Problem description — Carry on the news article about the NHS Shetland vaccine storage failure, starting after its final sentence.

NEW equipment and procedures are to be installed by NHS Shetland as part of a wider management shake-up in response to a vaccine storage failure that led to many patients being re-vaccinated.

Data loggers for fridge temperatures and dedicated “responsible officers” are being introduced throughout the isles to prevent recurrence of the incident in Lerwick Health Centre where fridge temperatures rose above the norm, rendering vaccines given to 272 patients potentially ineffective.

According to NHS Shetland 64 per cent of those patients have been re-vaccinated, while eight per cent have declined or deferred a decision. Another 14 per cent have left Shetland or no longer require vaccination and the remaining 13 per cent are being “followed up”.

The vaccine problem emerged during a routine check 19 February and NHS Shetland said at the time that while the vaccines would not be harmful, they may not provide the level of immunity required to protect from infection in the long term.

The 171 children and teenagers and 91 adults affected were contacted by letter asking them to consider re-vaccination. Apologies were also issued by the health board.

NHS Shetland chief executive Ralph Roberts yesterday (Tuesday) again apologised for the inconvenience caused to individuals following a health board committee.

He said the welfare of patients remained the board’s highest priority and he was sorry that there had been any concern raised for patients and their families.

He also emphasised that immunisation plays a key role in ensuring long term protection for individuals against infection and he encouraged anyone who was still to undergo revaccination to seriously consider this.

Roberts added that the clinical care and professional governance committee had discussed the incident, the remedial actions that had been taken and the lessons learnt.

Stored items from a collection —
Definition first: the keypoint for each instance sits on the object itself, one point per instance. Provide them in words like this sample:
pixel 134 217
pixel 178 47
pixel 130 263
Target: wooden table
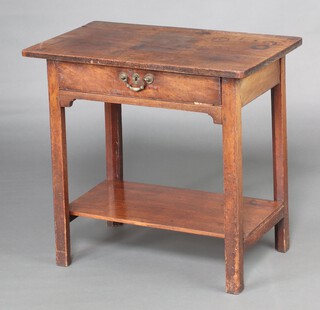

Reply —
The committee “had been assured that appropriate measures were in place to prevent a recurrence and were complimentary about the professional way in which the incident had been handled and the work that has been done to learn lessons and put in place corrective action”.

It also thanked staff across Shetland who had responded willingly to help provide the revaccination clinics for the public.

A two-phase review of practice has led to a single management structure for practice nursing staff across all eight of the NHS Shetland board run practices.

A professional leadership structure for practice nursing across Shetland is also being introduced, led by a general practice nurse at advanced practice level.

Nurses within the two independent general practices at Hillswick and Levenwick are also invited to the professional nursing structure to “support the sharing of knowledge and best practice across the service”.

A new policy for recording fridge temperatures, to ensure that the “cold chain” is maintained for all vaccines is being introduced. Staff are being trained to record temperatures with audits carried out.

Chief community nurse Edna Mary Watson said the dedicated revaccination clinics would be ending shortly.

This meant that anyone who had been undecided about revaccination and wished to now proceed should contact the Lerwick Health Centre on the appointment line of 01595 743216.